• Your goal: Reproduce verbatim the part of the data that opens with the line containing "Locate the car rear" and closes with the last line of the data, including both of those lines.

┌──

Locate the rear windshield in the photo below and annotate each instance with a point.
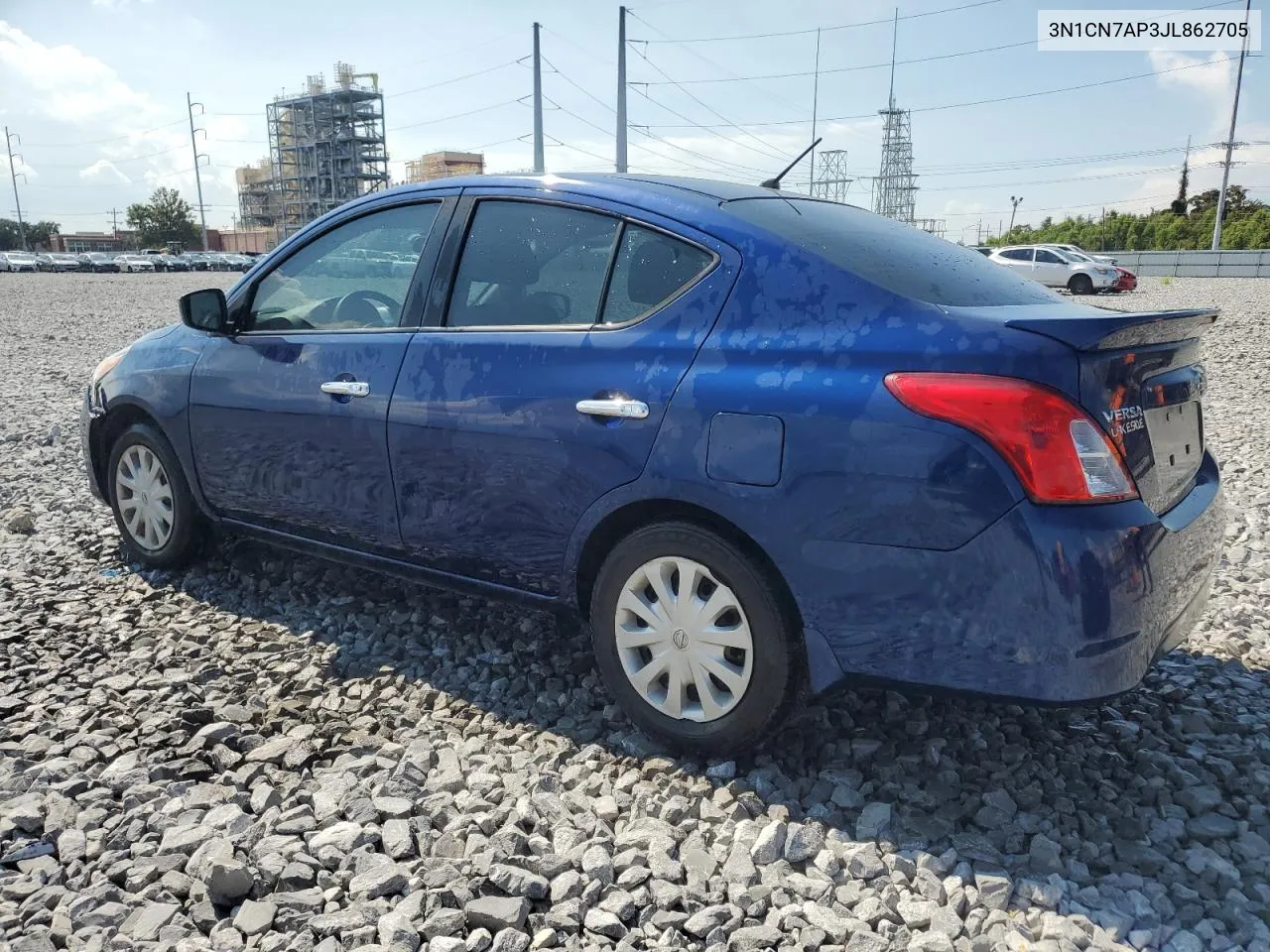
(897, 257)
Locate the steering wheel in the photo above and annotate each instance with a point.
(353, 307)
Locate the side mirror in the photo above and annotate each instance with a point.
(206, 309)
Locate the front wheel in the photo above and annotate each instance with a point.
(1080, 285)
(158, 518)
(694, 642)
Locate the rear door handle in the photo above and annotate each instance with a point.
(621, 408)
(345, 388)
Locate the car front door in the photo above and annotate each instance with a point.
(561, 339)
(287, 416)
(1051, 270)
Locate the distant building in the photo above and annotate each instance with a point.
(444, 166)
(79, 243)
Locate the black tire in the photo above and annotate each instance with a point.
(1080, 285)
(778, 647)
(189, 525)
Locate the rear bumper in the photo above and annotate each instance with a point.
(1051, 604)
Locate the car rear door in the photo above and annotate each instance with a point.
(287, 416)
(561, 334)
(1049, 268)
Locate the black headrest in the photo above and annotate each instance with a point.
(503, 263)
(657, 271)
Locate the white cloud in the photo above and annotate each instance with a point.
(66, 84)
(1213, 76)
(19, 166)
(103, 171)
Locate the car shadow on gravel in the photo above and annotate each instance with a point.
(1148, 809)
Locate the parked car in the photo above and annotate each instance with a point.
(171, 263)
(1055, 268)
(135, 263)
(18, 262)
(1103, 259)
(762, 442)
(1125, 280)
(98, 262)
(64, 262)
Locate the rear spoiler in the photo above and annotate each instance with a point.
(1111, 330)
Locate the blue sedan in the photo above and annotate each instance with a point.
(758, 442)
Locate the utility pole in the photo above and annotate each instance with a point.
(621, 89)
(539, 164)
(1229, 140)
(13, 175)
(198, 178)
(816, 95)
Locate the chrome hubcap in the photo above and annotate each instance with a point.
(684, 640)
(144, 497)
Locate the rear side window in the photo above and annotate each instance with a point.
(531, 264)
(651, 270)
(893, 255)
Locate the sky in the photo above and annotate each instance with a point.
(95, 90)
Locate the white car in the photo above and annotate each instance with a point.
(1056, 268)
(135, 263)
(18, 262)
(1079, 250)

└──

• Solution to this problem:
Locate the car rear door in the photo above and annotate each instance with a point.
(287, 416)
(561, 334)
(1049, 268)
Locate the black headrest in the photo above and annotate each instance with a point.
(503, 263)
(657, 271)
Locate the white cloud in the photo above and annotate each instance with a point.
(66, 84)
(1213, 76)
(19, 166)
(103, 171)
Locate the car shadow on gravel in the photo above and annotate each instance with a point.
(1148, 809)
Locate the parked car in the photo above and annotate each instance with a point.
(171, 263)
(1055, 268)
(135, 263)
(18, 262)
(1103, 259)
(762, 442)
(1125, 280)
(98, 262)
(64, 262)
Locate the rear spoiler in the photo above and annotate each instance with a point.
(1111, 330)
Locate the blue sedan in the photo above and annotate each instance with a point.
(758, 442)
Locate the utility pole in the photo above and annotate each instance with a point.
(621, 89)
(539, 164)
(1229, 140)
(13, 175)
(198, 178)
(816, 95)
Locate the chrome hubcap in the photo above and annotate each instance with a point.
(684, 640)
(144, 497)
Locate the rear side window in the photo above and annotate each instance with a point.
(531, 264)
(651, 270)
(893, 255)
Locate the sky in the photo above and annotate each instance with a point.
(95, 90)
Locate the white car in the photo above and annotate each instance with a point.
(1056, 268)
(135, 263)
(18, 262)
(1079, 250)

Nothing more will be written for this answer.